MannyGozzi commented 2 years ago

@MannyGozzi you appear not to understand LR schedulers. There is no point in comparing epoch 6/6 with epoch 6/50, they should not be similar at all.

I'll run the comparison again with the same epoch count, my apologies for not knowing.

MannyGozzi commented 2 years ago

@MannyGozzi you appear not to understand LR schedulers. There is no point in comparing epoch 6/6 with epoch 6/50, they should not be similar at all.

Alright results have been recalculated using the same command, only a change to 7 epochs instead of the previous 50. The output is shown below and remains consistent with my question. Why are the metrics so comparatively low when using the custom anchor values that are output from the most optimal run? image

glenn-jocher commented 2 years ago

@MannyGozzi evolve doesn't output anchors, evolve outputs a set of hyperparameters that are evolved on your scenario. If autoanchor was used during evolution then likewise it should be used during training.

MannyGozzi commented 2 years ago

I was hoping to have the same anchor values across runs. I altered the autoanchor.py file to see if the weights are being brought in from the model.yaml file and it seems they aren't. See the attached image.

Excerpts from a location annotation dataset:
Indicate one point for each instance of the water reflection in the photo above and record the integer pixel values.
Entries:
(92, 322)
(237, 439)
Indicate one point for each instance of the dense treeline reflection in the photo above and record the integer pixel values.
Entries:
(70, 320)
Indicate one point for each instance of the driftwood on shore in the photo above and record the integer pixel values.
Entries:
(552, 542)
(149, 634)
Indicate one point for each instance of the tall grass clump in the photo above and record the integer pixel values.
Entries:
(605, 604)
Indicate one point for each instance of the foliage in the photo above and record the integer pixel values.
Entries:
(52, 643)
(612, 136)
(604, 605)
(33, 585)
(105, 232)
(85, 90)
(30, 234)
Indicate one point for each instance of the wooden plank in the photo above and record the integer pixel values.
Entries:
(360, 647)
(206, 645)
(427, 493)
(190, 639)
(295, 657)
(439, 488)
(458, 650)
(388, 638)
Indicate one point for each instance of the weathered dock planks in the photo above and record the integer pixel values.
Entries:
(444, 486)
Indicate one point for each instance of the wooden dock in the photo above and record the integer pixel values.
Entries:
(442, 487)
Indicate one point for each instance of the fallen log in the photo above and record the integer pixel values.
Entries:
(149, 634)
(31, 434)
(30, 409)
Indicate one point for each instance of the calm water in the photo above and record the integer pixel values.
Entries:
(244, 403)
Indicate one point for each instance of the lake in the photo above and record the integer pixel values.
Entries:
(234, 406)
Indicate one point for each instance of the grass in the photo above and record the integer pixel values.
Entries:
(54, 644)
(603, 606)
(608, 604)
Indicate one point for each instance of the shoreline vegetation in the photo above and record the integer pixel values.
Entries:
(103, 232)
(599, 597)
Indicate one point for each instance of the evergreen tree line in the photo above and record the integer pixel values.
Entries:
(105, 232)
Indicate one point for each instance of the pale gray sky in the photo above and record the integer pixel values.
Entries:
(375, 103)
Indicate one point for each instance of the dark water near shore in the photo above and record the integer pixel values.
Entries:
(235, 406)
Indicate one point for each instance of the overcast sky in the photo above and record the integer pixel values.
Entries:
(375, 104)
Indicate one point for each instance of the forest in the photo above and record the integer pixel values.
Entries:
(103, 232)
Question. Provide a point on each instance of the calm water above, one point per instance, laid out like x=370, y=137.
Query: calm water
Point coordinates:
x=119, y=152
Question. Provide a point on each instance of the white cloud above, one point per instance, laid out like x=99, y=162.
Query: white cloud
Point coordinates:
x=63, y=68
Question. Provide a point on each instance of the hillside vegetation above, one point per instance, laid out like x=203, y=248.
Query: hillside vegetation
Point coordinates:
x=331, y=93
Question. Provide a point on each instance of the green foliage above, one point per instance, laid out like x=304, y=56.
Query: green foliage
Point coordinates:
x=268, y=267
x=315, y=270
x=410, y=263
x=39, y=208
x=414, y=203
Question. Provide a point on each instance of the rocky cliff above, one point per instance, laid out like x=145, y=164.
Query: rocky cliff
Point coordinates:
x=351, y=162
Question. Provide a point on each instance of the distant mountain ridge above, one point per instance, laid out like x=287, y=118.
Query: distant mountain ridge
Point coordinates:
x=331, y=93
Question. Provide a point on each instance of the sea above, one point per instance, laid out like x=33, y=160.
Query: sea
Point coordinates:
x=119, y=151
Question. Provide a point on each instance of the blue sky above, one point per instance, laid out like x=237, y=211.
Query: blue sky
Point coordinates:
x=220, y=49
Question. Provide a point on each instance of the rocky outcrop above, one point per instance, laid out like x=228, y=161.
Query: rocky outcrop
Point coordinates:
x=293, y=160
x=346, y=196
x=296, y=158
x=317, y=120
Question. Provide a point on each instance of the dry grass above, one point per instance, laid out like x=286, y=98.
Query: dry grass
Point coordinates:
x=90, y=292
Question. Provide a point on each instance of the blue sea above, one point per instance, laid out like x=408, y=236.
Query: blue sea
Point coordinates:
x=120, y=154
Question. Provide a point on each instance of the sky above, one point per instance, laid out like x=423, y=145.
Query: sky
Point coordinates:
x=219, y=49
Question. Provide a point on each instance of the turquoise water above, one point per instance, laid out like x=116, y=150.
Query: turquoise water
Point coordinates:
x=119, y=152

**INSTRUCTIONS**
a) In the anchor-evolution thread, whose username appears on each "commented 2 years ago" line, taken in order from top to bottom?
b) Can you extend the anchor-evolution thread, picking up after its last sentence?
The rows aren't needed for this.

**OUTPUTS FOR THE TASKS**
a) MannyGozzi, MannyGozzi, glenn-jocher, MannyGozzi

b)
image

glenn-jocher commented 2 years ago

@MannyGozzi as AutoAnchor says if you want to use these for a future run then just put them in your model.yaml file and then point to it during training, i.e. --cfg model.yaml

MannyGozzi commented 2 years ago

@MannyGozzi as AutoAnchor says if you want to use these for a future run then just put them in your model.yaml file and then point to it during training, i.e. --cfg model.yaml

These are the anchors in the model file that I'm pointing to: image

glenn-jocher commented 2 years ago

@MannyGozzi if you're using default hyps everything should be fine, i.e. https://github.com/ultralytics/yolov5/blob/b367860196a2590a5f44c9b18401dedfc0543077/data/hyps/hyp.scratch-low.yaml#L20

MannyGozzi commented 2 years ago

@MannyGozzi if you're using default hyps everything should be fine, i.e.

https://github.com/ultralytics/yolov5/blob/b367860196a2590a5f44c9b18401dedfc0543077/data/hyps/hyp.scratch-low.yaml#L20

I understand but the fact that it doesn't seem to use the anchors in the model cfg file is concerning. Is that a bug?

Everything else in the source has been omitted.